ACTIVITY →
Using the entries that follow, please report how many lines contain the word "positive", with no other words.
------------------------------------------------------------------------
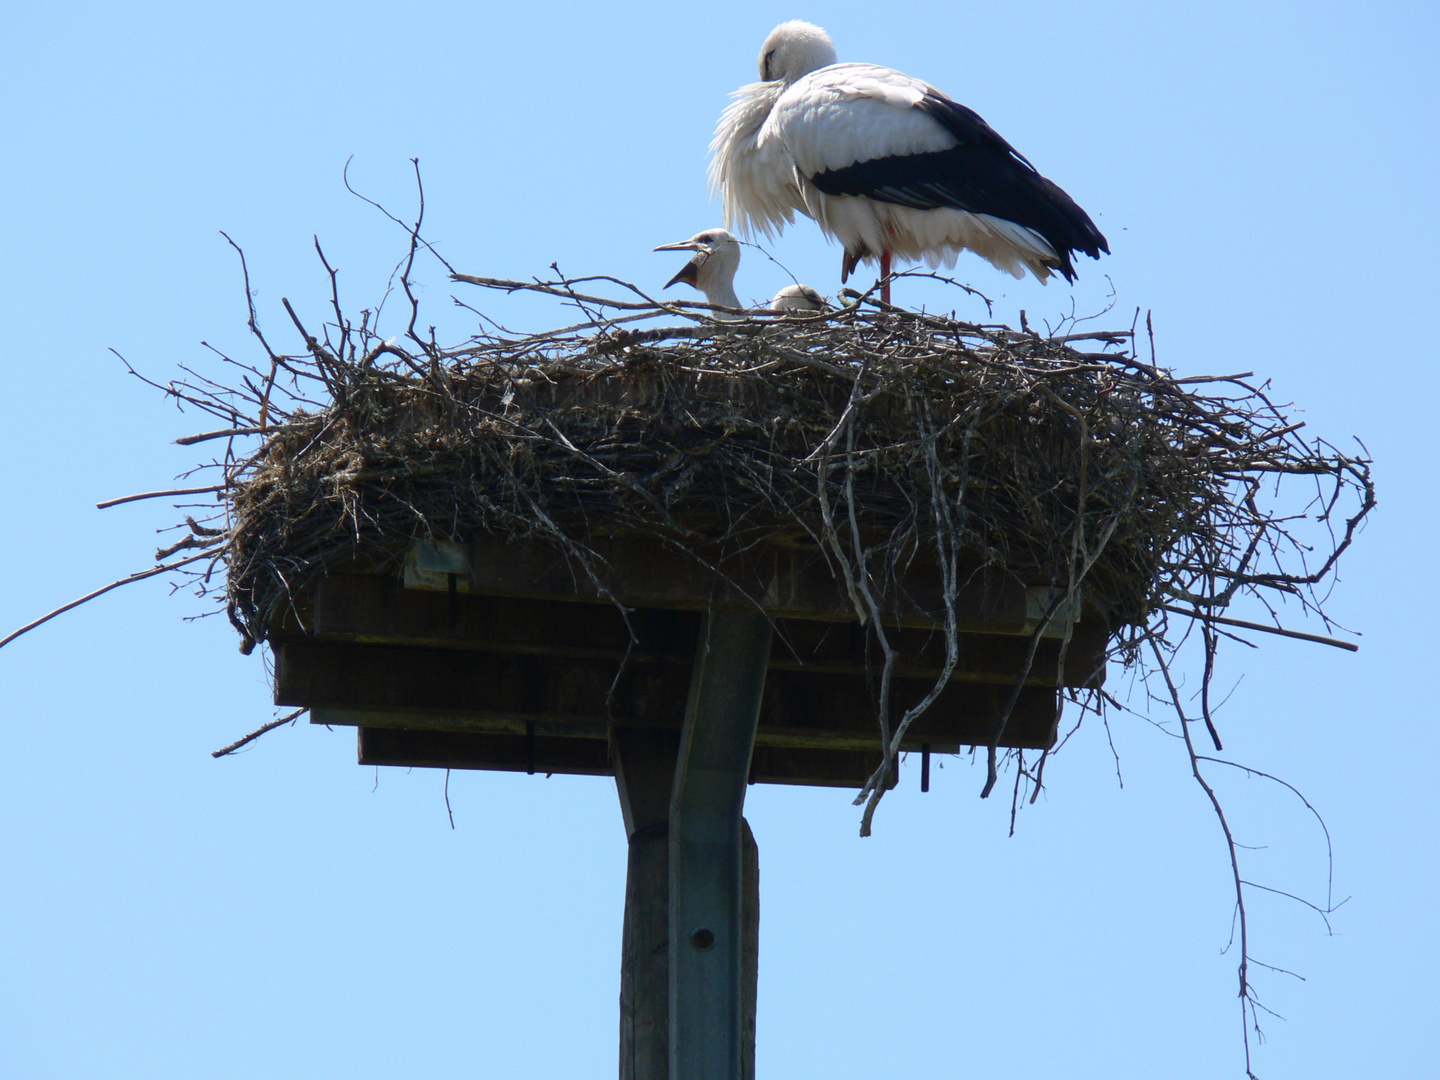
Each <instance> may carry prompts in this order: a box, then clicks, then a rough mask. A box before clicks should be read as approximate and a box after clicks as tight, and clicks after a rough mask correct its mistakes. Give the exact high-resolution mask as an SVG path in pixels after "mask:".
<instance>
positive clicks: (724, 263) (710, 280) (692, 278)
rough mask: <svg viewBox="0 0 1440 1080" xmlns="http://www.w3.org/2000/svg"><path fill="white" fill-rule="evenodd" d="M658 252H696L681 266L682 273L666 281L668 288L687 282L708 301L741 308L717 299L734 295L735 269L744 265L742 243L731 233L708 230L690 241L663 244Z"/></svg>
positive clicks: (655, 248)
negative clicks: (734, 276)
mask: <svg viewBox="0 0 1440 1080" xmlns="http://www.w3.org/2000/svg"><path fill="white" fill-rule="evenodd" d="M655 251H693V252H694V253H696V255H694V258H693V259H691V261H690V262H687V264H685V265H684V266H681V268H680V274H677V275H675V276H674V278H671V279H670V281H667V282H665V288H670V287H671V285H674V284H675V282H680V281H683V282H685V284H687V285H694V287H696V288H697V289H700V291H701V292H704V294H706V300H708V301H710V302H711V304H723V305H724V307H739V304H736V302H727V301H726V300H717V297H730V295H733V292H734V284H733V282H734V272H736V271H737V269H739V268H740V242H739V240H737V239H736V238H734V236H732V235H730V233H729V232H726V230H724V229H706V230H704V232H697V233H696V235H694V236H691V238H690V239H688V240H680V242H678V243H662V245H660V246H658V248H655Z"/></svg>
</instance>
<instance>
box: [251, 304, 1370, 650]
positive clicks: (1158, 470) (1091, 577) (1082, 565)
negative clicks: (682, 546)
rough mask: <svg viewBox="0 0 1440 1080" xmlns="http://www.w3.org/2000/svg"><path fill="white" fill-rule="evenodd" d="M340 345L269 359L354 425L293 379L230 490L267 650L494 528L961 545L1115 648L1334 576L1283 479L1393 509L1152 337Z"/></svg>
------------------------------------------------------------------------
WRITTEN REPLY →
3